List every line of the data below that contains the word "cabinet".

## Start

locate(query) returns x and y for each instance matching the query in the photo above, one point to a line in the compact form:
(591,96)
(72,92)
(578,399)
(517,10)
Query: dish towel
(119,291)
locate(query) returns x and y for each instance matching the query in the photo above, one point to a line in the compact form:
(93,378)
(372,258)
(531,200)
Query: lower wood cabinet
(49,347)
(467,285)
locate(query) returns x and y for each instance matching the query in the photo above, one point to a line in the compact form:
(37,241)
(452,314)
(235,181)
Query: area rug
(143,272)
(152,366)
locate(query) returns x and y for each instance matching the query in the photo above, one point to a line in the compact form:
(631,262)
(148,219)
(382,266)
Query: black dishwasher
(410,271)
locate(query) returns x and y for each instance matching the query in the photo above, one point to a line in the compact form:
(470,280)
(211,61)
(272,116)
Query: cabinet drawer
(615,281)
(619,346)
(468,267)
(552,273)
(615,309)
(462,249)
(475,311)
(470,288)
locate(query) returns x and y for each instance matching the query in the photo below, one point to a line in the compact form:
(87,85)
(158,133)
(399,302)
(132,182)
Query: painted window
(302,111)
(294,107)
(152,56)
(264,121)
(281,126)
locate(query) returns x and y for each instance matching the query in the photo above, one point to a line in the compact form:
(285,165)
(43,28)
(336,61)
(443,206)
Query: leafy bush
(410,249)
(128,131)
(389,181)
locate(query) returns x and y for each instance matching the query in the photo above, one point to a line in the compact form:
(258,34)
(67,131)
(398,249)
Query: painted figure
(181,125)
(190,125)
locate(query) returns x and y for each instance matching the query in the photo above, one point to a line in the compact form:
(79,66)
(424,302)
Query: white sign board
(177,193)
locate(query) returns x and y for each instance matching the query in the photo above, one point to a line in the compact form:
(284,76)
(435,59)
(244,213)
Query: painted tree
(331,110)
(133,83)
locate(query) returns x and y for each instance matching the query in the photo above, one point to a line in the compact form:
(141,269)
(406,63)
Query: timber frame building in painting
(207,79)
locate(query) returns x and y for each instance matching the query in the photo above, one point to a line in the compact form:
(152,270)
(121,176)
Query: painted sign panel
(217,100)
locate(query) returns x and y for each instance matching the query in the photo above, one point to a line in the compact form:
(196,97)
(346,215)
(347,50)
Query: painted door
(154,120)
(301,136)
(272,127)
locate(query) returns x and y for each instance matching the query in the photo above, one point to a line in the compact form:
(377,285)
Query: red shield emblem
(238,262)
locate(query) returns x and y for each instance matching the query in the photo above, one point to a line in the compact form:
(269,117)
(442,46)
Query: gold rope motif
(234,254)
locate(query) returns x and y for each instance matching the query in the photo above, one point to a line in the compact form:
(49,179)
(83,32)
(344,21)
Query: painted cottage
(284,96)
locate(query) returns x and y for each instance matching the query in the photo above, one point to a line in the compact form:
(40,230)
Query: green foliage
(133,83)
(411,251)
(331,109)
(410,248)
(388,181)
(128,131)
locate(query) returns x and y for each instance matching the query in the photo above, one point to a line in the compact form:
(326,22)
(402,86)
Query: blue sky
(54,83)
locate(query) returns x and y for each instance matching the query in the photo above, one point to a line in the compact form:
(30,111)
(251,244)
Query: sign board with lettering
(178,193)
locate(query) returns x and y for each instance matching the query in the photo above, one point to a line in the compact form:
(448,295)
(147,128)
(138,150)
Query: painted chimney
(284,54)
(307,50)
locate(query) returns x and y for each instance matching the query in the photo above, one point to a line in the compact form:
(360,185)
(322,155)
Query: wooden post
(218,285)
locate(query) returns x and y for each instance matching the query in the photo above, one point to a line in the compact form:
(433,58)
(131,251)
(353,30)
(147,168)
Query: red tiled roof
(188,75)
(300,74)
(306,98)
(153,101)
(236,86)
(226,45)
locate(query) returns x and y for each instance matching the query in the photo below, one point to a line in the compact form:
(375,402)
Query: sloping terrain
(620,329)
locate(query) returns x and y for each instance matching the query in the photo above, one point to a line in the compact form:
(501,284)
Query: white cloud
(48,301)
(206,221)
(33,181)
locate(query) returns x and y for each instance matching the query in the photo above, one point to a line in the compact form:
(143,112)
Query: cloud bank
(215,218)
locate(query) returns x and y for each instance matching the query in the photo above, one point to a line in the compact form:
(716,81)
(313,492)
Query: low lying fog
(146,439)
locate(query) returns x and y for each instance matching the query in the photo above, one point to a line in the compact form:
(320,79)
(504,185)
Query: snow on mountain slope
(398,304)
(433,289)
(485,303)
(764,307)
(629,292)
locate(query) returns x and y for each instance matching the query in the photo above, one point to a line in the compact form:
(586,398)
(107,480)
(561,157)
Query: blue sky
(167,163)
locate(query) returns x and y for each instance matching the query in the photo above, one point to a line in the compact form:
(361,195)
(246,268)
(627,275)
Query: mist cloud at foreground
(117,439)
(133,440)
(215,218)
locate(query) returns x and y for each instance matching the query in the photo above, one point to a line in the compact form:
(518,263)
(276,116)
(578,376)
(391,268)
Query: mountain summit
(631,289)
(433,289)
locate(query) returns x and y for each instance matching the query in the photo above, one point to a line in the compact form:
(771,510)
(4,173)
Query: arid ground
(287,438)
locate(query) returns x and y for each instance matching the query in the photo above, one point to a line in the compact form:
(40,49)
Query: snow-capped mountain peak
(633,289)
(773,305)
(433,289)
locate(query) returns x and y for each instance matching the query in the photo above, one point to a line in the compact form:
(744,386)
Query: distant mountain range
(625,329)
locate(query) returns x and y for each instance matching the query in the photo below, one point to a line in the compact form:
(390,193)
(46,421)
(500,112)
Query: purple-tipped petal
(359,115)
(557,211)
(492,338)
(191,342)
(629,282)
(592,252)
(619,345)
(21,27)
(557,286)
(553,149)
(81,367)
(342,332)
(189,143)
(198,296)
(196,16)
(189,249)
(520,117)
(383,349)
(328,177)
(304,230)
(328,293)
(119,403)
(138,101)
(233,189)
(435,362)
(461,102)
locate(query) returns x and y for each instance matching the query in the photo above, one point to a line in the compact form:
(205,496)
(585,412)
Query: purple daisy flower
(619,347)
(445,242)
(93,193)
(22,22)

## End

# The output:
Query: lower wood cabinet
Query: cabinet drawer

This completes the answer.